This sounds like inbreeding between social Darwinism and evolutionary psychology. Serious analysis based on junk science cannot yield substantive truth, wisdom or knowledge.
It’s based on actual test results. The issue of environmental or genetic causes is not discussed.
I understand that, and no disrespect to you, but even the concept of IQ testing has major unresolvable problems with construct validity that has plagued it from the beginning, let alone all the other issues. I'd go so far as to say that IQ testing completely is worthless, unless all you're measuring is a person's ability to pass a culture-bound test. Not only are these tests worthless from a validity angle, they also fail to have any predictive value relative to performance--again, unless all you're measuring is standardized test-taking ability. Are amazing test-takers more likely to succeed in academics--sure! But only if all they do is take more tests. Are amazing test-takers smarter than everyone else? I think a case could be made that high-performing test takers could be LESS intelligent than other people, because the skills required to pass standardized tests require rigid, stereotyped thinking to understand and pass them. Also, even if IQ testing worked as advertised, at their very best they could only measure one facet of intelligence (analytical skills). They are silent on socioemotional intelligence, the ability to form new insights, complex abstract reasoning, creativity, etc. Einstein likely would have "failed" an IQ test, but that speaks to the failings of the test to capture the reality, not Einstein's lack of ability.
Name: Read a little about the reality of teaching in black schools. Blaming the tests and ignoring what is actually happening helps no one. We need to move disruptive students out so those who have a chance to learn can.
https://wesleyyang.substack.com/p/taught-for-america
Freddie DeBoer discusses academic ability here:
“The brute reality is that most kids slot themselves into academic ability bands early in life and stay there throughout schooling. We have a certain natural level of performance, gravitate towards it early on, and are likely to remain in that band relative to peers until our education ends. There is some room for wiggle, and in large populations there are always outliers. But in thousands of years of education humanity has discovered no replicable and reliable means of taking kids from one educational percentile and raising them up into another. Mobility of individual students in quantitative academic metrics relative to their peers over time is far lower than popularly believed. The children identified as the smart kids early in elementary school will, with surprising regularity, maintain that position throughout schooling. Do some kids transcend (or fall from) their early positions? Sure. But the system as a whole is quite static. Most everybody stays in about the same place relative to peers over academic careers. The consequences of this are immense, as it is this relative position, not learning itself, which is rewarded economically and socially in our society.”
He and Steve Sailer are telling us something if we are prepared to listen. Refusing to acknowledge these facts or discuss them doesn’t help in an age when the Supreme Court is upending virtually everything in the relationship between the races.

__Data under study__
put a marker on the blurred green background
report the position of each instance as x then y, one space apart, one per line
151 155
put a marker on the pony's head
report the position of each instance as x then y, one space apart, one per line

__Tasks to carry out__
1) Can you quote the IQ testing discussion from "He and Steve" to "between the races."?
2) Answer these questions from the IQ testing discussion:
(a) According to the comment criticizing IQ testing, which single facet of intelligence could IQ tests at best measure?
(b) Who is named as discussing academic ability in the quoted passage?
(c) In that quoted passage, what is said to be rewarded economically and socially, rather than learning itself?

__Task-by-task results__
1)
He and Steve Sailer are telling us something if we are prepared to listen. Refusing to acknowledge these facts or discuss them doesn’t help in an age when the Supreme Court is upending virtually everything in the relationship between the races.

2)
(a) Analytical skills.
(b) Freddie DeBoer.
(c) Students' relative position compared with their peers.